PROBLEM REQUIREMENTS
Copy all lines below that use the word "coordinates".

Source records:
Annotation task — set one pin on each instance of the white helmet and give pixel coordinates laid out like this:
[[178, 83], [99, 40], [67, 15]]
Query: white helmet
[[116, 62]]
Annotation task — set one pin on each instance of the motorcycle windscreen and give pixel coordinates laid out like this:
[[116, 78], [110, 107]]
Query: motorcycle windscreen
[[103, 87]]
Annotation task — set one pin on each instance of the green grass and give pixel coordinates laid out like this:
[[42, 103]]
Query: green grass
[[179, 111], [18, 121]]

* * *

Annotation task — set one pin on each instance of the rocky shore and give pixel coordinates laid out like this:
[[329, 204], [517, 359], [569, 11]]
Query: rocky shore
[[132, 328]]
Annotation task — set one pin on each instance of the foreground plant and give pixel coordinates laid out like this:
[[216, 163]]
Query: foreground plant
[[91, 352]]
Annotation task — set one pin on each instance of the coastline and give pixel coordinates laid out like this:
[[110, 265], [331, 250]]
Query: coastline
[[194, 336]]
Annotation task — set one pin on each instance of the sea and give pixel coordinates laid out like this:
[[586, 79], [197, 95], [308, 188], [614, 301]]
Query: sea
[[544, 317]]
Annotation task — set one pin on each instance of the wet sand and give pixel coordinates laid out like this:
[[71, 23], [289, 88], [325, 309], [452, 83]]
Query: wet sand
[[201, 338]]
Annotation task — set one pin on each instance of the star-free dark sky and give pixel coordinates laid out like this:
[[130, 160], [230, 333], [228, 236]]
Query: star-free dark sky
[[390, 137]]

SOLUTION TO THE PROBLEM
Annotation task — set one pin on each instance of the white helmet and give pixel coordinates laid out like this:
Annotation task — set one pin on each instance of the motorcycle windscreen and give pixel coordinates laid out like this:
Annotation task — set one pin on each instance of the green grass and give pixel coordinates laid out like this:
Annotation task — set one pin on each instance of the rocky shore and give pixel coordinates laid out like this:
Annotation task — set one pin on each instance of the foreground plant and give pixel coordinates laid out like this:
Annotation task — set one pin on each instance of the coastline and give pixel coordinates laid out like this:
Annotation task — set one pin on each instance of the sea and give pixel coordinates laid out like this:
Annotation task — set one pin on each instance of the wet sand and give pixel coordinates laid out like this:
Annotation task — set one pin on each instance of the star-free dark sky and give pixel coordinates laid out like this:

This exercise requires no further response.